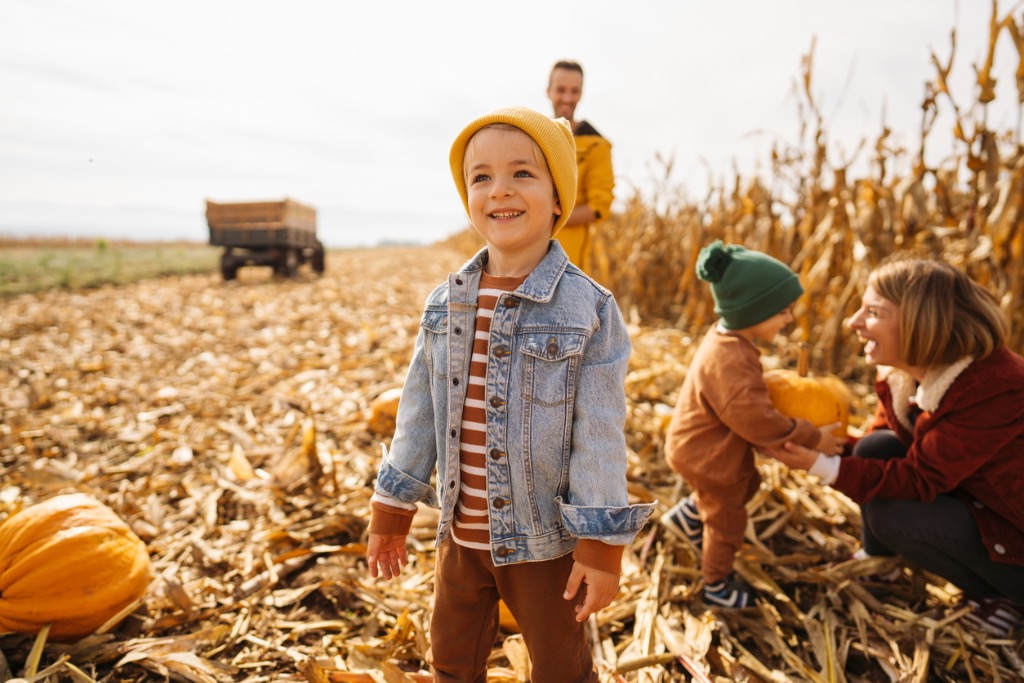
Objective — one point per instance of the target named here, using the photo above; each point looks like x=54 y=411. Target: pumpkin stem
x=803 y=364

##############################

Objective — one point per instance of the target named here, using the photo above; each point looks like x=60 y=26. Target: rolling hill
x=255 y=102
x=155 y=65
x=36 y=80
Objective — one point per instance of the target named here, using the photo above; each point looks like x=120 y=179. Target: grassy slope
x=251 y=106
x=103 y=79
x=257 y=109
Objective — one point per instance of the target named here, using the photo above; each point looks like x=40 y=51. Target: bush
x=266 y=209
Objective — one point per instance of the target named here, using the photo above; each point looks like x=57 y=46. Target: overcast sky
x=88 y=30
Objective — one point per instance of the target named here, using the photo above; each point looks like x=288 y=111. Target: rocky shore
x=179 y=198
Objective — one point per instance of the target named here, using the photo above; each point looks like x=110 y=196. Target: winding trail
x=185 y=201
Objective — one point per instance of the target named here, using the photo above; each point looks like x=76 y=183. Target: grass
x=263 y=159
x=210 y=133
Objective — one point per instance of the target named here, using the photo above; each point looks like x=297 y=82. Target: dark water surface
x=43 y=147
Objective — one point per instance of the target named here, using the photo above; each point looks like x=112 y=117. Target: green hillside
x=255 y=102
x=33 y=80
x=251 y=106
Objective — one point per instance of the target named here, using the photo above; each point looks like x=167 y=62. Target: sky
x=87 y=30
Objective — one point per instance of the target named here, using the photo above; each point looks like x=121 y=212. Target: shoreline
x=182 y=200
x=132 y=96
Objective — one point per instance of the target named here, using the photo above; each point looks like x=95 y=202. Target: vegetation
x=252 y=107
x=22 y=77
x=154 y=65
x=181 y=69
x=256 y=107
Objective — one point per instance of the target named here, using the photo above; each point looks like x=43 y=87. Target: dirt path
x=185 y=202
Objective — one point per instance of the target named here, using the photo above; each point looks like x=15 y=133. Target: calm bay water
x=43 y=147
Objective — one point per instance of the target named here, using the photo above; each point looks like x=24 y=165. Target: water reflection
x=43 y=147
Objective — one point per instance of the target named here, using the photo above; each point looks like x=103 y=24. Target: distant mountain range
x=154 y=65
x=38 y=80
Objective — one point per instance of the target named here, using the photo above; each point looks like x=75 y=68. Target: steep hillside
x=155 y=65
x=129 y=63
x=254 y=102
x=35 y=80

##############################

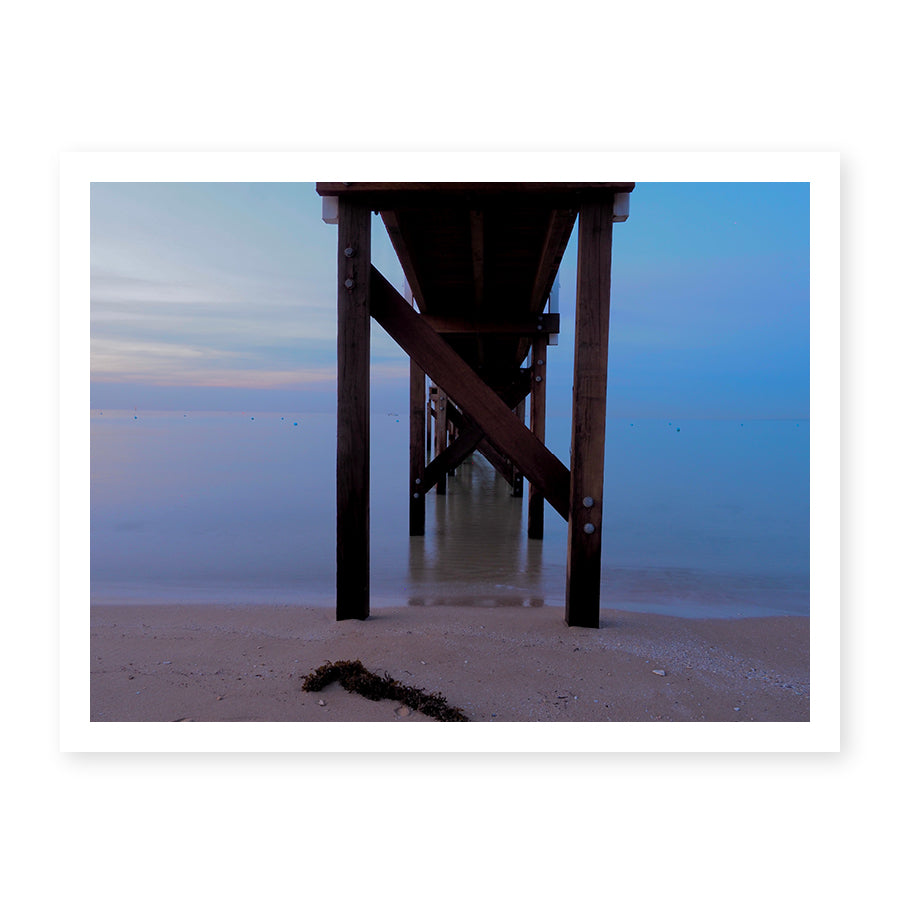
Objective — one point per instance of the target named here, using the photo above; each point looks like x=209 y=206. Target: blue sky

##############################

• _SHORT EXERCISE_
Write out again the items starting at the line containing "Target: rocky shore" and ending at the line containing "x=256 y=107", with each item's wording unchanged. Offset every x and y coordinate in the answer points by -6, but leave the sample point in each item's wording as it is.

• _SOLUTION_
Objective — one point per instance of the target named here, using the photo above; each point looks like x=288 y=111. Target: rocky shore
x=173 y=192
Objective — one point per instance of the target named here, using the photo above; each point looks like x=110 y=196. Target: winding trail
x=179 y=195
Objective — one point per instance of the target named here, using the photo above; each point looks like x=76 y=183. Target: grass
x=257 y=153
x=204 y=127
Objective — one point per instance of the target named here, using the photo above; each point looks like x=297 y=82. Target: dark water surface
x=37 y=141
Objective — one point per instance of the target named here, using the photo above; each point looks like x=112 y=117. Target: green hillside
x=249 y=96
x=27 y=74
x=245 y=100
Objective — one point per instance of the target named here, using the photo above; each point looks like x=167 y=62. Target: sky
x=81 y=24
Objective — one point per instance of the target named here, using the photo above; each point looks like x=121 y=212. Target: shoreline
x=176 y=194
x=126 y=90
Objective — one point per instance of the target named here, using the photo above; each point looks like x=95 y=202. Target: vegetation
x=246 y=101
x=16 y=71
x=148 y=59
x=175 y=63
x=250 y=101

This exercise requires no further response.